- What is needed -
In the copy, include no images. Reproduce the entries exactly.

- Entries taken from a collection -
=== Begin Enclosure ===
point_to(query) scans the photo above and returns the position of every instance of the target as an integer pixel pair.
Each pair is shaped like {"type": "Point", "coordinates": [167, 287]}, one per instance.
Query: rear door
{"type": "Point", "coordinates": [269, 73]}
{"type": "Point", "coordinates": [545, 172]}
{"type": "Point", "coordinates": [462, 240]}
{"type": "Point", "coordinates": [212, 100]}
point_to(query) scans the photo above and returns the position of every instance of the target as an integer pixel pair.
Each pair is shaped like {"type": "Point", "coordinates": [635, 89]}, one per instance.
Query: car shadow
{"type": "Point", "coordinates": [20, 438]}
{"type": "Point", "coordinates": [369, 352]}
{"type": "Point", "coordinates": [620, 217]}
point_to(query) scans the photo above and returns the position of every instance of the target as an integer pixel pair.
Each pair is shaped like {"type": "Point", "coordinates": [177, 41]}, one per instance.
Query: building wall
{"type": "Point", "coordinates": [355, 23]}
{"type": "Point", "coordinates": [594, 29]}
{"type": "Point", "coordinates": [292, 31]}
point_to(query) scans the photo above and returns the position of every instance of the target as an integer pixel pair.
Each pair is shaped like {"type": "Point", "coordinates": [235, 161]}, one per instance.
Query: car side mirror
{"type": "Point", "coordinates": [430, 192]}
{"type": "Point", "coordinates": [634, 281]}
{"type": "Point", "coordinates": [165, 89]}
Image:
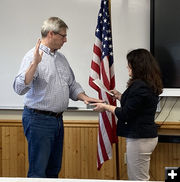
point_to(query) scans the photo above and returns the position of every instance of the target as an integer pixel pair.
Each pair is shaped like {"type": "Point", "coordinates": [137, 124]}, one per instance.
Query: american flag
{"type": "Point", "coordinates": [102, 68]}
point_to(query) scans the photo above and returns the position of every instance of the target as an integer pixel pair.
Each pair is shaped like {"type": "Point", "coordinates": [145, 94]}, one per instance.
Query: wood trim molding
{"type": "Point", "coordinates": [67, 123]}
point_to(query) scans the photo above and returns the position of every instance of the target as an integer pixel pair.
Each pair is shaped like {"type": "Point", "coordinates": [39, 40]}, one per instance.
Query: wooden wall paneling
{"type": "Point", "coordinates": [5, 152]}
{"type": "Point", "coordinates": [21, 154]}
{"type": "Point", "coordinates": [80, 152]}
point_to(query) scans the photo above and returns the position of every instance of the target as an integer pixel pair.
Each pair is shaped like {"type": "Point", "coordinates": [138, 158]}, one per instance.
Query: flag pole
{"type": "Point", "coordinates": [116, 144]}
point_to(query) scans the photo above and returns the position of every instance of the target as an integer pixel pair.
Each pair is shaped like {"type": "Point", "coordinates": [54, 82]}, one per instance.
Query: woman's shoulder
{"type": "Point", "coordinates": [140, 87]}
{"type": "Point", "coordinates": [139, 83]}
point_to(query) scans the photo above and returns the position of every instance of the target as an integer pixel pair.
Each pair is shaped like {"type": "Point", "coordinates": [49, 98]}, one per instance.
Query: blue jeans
{"type": "Point", "coordinates": [45, 143]}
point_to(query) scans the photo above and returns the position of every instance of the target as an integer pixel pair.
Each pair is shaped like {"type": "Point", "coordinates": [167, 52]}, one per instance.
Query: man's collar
{"type": "Point", "coordinates": [47, 50]}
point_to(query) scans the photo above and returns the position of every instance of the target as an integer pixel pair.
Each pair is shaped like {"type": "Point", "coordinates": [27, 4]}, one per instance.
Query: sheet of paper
{"type": "Point", "coordinates": [100, 84]}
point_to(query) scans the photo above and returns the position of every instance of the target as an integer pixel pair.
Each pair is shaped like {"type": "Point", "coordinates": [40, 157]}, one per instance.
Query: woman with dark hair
{"type": "Point", "coordinates": [137, 112]}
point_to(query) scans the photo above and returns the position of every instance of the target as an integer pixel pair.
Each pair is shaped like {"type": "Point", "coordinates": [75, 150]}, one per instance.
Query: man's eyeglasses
{"type": "Point", "coordinates": [61, 34]}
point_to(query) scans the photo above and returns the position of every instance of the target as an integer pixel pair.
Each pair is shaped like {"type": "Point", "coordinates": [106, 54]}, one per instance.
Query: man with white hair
{"type": "Point", "coordinates": [47, 80]}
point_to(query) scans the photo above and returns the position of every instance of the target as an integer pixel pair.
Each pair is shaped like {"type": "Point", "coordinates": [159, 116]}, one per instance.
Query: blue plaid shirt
=== End Enclosure ===
- Solution to the problem -
point_to(query) scans the photo above and returns the position of every instance of the target as an integer pixel pair.
Each pair is shaped like {"type": "Point", "coordinates": [167, 287]}, one per instance.
Query: rear door
{"type": "Point", "coordinates": [269, 73]}
{"type": "Point", "coordinates": [545, 172]}
{"type": "Point", "coordinates": [462, 240]}
{"type": "Point", "coordinates": [212, 100]}
point_to(query) scans the photo above and returns the position of every instance of the target as an integer pixel pair.
Each pair is shaped like {"type": "Point", "coordinates": [635, 89]}, one per instance.
Query: car shadow
{"type": "Point", "coordinates": [20, 438]}
{"type": "Point", "coordinates": [369, 352]}
{"type": "Point", "coordinates": [620, 217]}
point_to(query) scans the photo above and returns the position of every instance of the target as an integer pixel pair.
Each pair is shaped like {"type": "Point", "coordinates": [177, 41]}, one per instance.
Query: building wall
{"type": "Point", "coordinates": [355, 23]}
{"type": "Point", "coordinates": [594, 29]}
{"type": "Point", "coordinates": [292, 31]}
point_to(query) scans the photo above and returns the position of every instance of the target as an integer pixel pair.
Each pair is shaped like {"type": "Point", "coordinates": [235, 161]}, one per instance.
Query: car side mirror
{"type": "Point", "coordinates": [430, 192]}
{"type": "Point", "coordinates": [634, 281]}
{"type": "Point", "coordinates": [165, 89]}
Image:
point_to(query) scans the photo above and returns the position of every instance of the target as an integer pixel pair.
Each pair is shaped like {"type": "Point", "coordinates": [137, 124]}, one per instance.
Query: american flag
{"type": "Point", "coordinates": [102, 68]}
point_to(query) scans the photo above and returns the position of every instance of the target as an integer pixel pair.
Each pair is shaped like {"type": "Point", "coordinates": [145, 94]}, one per instance.
Query: wood trim molding
{"type": "Point", "coordinates": [67, 123]}
point_to(query) scans the photo above and returns the position of every instance of the target as an integer pixel pair.
Each pair is shaped like {"type": "Point", "coordinates": [39, 40]}, one per instance.
Query: wooden wall paneling
{"type": "Point", "coordinates": [5, 152]}
{"type": "Point", "coordinates": [21, 154]}
{"type": "Point", "coordinates": [80, 152]}
point_to(query) scans the photo above and returns the position of every instance of the target as an integer pixel pair.
Each pair is shaped like {"type": "Point", "coordinates": [138, 158]}, one per instance.
Query: flag pole
{"type": "Point", "coordinates": [116, 144]}
point_to(query) scans the photo above and returns the position of every instance of the target as an integer pixel pair.
Each pair is shaped like {"type": "Point", "coordinates": [54, 82]}, one per instance.
Query: woman's shoulder
{"type": "Point", "coordinates": [140, 87]}
{"type": "Point", "coordinates": [139, 83]}
point_to(query) scans the photo above and returns the position of every instance of the target as an integer pixel pair.
Each pair is shaped like {"type": "Point", "coordinates": [49, 98]}, one per instance.
Query: blue jeans
{"type": "Point", "coordinates": [45, 143]}
point_to(query) scans the photo above and returns the position of every instance of the target as an integer pixel pair.
Each pair is shaped like {"type": "Point", "coordinates": [167, 52]}, one per instance.
Query: man's collar
{"type": "Point", "coordinates": [47, 50]}
point_to(query) scans the photo above and returns the position of every instance of the target as an integer pixel pair.
Each pair is shaped like {"type": "Point", "coordinates": [27, 4]}, one per instance.
Query: sheet of paper
{"type": "Point", "coordinates": [100, 84]}
point_to(query) scans the photo above and returns the position of every instance of the target as an integer pixel pair.
Each pair is shaped like {"type": "Point", "coordinates": [40, 157]}, one per instance.
Query: woman with dark hair
{"type": "Point", "coordinates": [137, 112]}
point_to(query) scans the photo above and returns the position of every instance of the target as an integer pixel pair.
Each pair is shaped like {"type": "Point", "coordinates": [75, 150]}, one per instance.
Query: man's eyeglasses
{"type": "Point", "coordinates": [61, 34]}
point_to(query) scans the photo above and returns the position of every instance of the target as an integer pixel pair.
Each pair is shaped like {"type": "Point", "coordinates": [106, 54]}, one per instance.
Query: man with white hair
{"type": "Point", "coordinates": [47, 80]}
point_to(query) scans the photo above and returns the position of every instance of the target as an integer pixel pair.
Each pair is shaped like {"type": "Point", "coordinates": [159, 116]}, one per instance.
Query: blue plaid shirt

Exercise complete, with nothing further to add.